◆ **Aufgabenbeschreibung**
Gib jede Zeile der Daten an, in der die Zeichenfolge „dense“ vorkommt. Groß- und Kleinschreibung wird dabei unterschieden.

Daten mit beschrifteten Punkten
● ● ● ●
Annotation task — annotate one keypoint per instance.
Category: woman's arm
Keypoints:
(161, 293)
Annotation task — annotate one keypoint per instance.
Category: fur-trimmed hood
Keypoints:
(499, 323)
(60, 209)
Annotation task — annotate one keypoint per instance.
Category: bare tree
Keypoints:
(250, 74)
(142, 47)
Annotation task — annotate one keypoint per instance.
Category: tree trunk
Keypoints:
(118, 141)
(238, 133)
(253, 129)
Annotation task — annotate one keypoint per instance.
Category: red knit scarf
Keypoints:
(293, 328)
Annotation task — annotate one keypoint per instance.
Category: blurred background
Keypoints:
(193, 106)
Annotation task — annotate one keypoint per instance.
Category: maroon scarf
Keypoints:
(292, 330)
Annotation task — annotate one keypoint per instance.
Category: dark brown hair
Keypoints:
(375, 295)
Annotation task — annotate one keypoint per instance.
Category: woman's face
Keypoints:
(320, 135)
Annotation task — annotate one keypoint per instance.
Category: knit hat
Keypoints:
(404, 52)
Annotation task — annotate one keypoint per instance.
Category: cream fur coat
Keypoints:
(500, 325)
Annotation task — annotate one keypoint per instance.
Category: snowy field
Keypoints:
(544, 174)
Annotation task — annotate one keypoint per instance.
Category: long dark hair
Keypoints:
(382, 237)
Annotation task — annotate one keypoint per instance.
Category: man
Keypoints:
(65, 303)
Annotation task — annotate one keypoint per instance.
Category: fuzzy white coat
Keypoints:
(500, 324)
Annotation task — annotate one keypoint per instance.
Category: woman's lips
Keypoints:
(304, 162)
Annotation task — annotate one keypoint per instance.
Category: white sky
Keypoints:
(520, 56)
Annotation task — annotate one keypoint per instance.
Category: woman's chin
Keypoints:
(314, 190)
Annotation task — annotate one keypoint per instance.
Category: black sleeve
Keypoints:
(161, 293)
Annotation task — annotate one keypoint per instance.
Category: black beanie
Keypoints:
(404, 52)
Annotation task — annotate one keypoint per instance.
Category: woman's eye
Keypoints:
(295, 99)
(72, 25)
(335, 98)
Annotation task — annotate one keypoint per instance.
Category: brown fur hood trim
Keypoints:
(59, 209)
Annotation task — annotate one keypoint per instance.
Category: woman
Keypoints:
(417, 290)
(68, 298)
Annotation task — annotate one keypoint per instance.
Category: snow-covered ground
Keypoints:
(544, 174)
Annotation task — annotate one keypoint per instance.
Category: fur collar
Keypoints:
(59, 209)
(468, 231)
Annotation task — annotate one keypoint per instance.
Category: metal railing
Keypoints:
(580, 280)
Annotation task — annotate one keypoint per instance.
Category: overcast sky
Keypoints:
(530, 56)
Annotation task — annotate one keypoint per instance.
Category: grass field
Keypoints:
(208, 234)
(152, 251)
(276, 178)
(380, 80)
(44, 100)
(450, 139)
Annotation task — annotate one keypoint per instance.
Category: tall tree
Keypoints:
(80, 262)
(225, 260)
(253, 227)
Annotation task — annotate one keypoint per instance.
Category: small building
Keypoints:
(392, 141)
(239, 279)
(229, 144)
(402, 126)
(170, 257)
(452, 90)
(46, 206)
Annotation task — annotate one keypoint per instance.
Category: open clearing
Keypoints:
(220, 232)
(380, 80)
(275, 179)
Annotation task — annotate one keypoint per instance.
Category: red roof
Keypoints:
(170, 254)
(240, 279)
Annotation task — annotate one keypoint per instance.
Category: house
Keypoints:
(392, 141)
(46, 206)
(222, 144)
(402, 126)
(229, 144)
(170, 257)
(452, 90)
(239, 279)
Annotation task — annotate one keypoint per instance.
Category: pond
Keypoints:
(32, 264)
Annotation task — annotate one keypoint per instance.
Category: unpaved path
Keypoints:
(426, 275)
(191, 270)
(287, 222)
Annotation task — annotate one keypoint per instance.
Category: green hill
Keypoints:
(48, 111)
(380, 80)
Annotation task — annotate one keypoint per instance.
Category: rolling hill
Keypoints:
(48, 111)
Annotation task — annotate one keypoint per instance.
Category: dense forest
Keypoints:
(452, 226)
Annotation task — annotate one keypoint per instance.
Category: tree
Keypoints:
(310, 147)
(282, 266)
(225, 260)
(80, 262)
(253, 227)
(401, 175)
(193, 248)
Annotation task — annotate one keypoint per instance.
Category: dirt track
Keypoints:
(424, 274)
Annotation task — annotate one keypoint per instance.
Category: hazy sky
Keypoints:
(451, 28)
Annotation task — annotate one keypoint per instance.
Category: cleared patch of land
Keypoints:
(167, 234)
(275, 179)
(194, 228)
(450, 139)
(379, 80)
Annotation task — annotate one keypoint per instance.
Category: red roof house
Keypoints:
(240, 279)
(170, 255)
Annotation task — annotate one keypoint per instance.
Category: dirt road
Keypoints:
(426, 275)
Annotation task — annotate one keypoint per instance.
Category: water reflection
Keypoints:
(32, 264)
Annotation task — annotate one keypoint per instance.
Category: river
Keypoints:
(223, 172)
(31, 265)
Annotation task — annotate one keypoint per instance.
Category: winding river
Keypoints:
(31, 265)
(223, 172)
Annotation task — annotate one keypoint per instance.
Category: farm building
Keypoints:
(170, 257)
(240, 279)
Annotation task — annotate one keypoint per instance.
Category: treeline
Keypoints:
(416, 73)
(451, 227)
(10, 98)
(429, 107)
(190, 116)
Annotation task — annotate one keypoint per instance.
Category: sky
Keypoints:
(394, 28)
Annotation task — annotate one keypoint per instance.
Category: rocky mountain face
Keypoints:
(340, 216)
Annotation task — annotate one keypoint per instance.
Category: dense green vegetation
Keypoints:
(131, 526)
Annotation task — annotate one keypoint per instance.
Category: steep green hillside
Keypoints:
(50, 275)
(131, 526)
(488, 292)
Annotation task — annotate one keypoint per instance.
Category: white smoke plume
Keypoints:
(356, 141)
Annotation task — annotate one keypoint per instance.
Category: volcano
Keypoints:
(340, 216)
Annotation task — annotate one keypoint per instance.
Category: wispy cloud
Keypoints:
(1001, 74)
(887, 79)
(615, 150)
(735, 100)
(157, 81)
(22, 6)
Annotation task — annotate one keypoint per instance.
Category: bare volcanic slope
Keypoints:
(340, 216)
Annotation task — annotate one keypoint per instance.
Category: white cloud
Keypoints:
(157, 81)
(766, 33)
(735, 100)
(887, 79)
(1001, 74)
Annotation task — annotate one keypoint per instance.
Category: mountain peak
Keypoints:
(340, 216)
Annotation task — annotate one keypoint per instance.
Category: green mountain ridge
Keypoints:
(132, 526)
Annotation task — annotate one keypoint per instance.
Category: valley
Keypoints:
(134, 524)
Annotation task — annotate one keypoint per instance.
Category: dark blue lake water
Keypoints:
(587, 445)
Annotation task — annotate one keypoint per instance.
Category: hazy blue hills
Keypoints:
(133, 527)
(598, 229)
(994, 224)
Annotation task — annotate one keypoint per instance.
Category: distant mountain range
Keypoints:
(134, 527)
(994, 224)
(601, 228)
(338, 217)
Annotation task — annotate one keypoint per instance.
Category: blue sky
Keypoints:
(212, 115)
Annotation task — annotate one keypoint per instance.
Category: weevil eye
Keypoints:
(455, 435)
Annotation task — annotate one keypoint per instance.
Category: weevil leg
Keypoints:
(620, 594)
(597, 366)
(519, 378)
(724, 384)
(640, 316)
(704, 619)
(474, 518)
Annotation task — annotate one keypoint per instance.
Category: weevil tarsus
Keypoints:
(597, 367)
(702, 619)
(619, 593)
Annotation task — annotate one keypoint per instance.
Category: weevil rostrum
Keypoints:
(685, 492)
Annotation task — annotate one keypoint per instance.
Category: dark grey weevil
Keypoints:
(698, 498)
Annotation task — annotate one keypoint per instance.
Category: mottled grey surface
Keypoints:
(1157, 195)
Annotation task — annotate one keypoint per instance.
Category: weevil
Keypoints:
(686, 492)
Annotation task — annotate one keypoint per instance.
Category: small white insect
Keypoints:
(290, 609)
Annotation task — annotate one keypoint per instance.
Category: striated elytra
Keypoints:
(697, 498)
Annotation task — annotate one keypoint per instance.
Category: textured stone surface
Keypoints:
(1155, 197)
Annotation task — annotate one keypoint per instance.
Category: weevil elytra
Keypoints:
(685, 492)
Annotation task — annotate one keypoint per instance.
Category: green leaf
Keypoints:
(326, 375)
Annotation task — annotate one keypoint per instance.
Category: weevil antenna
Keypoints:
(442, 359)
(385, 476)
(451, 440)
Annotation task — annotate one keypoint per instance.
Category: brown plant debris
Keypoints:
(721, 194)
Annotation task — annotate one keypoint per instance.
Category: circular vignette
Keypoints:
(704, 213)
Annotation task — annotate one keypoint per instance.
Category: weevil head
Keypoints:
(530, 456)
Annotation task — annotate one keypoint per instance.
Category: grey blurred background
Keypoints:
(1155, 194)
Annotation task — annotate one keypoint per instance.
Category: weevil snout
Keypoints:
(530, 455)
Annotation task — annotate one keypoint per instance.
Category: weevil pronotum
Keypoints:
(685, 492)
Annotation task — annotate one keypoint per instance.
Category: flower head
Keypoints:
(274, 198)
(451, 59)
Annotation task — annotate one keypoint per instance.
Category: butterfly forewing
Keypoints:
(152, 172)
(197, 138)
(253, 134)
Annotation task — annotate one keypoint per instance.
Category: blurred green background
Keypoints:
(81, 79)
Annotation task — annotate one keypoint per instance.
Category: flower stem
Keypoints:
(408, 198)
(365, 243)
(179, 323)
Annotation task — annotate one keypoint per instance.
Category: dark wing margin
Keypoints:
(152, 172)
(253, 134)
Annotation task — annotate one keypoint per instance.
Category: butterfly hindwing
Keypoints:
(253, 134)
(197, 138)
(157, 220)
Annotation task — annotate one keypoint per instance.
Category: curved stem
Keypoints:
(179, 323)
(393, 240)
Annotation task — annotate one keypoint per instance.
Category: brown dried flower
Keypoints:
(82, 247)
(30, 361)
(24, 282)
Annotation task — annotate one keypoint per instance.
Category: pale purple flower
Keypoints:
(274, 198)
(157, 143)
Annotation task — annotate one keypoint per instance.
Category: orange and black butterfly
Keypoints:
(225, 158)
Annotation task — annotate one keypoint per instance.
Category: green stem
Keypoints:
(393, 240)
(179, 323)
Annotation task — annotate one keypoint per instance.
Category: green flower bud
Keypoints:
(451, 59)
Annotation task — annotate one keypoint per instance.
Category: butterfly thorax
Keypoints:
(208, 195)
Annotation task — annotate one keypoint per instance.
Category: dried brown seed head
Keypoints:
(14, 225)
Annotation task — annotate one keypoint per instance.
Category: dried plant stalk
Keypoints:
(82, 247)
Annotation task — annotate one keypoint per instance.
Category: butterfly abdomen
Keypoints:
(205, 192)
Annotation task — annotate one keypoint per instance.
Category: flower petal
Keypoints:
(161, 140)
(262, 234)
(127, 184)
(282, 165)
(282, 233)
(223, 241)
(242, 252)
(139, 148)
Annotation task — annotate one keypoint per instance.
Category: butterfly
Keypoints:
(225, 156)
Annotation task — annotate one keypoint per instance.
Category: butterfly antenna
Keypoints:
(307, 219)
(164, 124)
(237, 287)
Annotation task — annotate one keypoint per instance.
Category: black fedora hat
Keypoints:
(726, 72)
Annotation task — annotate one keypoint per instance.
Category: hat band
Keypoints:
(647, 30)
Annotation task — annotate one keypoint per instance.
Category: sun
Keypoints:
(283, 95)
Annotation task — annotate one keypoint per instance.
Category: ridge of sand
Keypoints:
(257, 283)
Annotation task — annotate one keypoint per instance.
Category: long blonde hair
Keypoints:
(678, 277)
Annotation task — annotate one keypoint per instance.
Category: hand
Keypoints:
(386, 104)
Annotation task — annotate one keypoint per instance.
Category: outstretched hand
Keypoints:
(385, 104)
● ● ● ●
◆ **Ergebnis**
Category: dense forest
Category: dense green vegetation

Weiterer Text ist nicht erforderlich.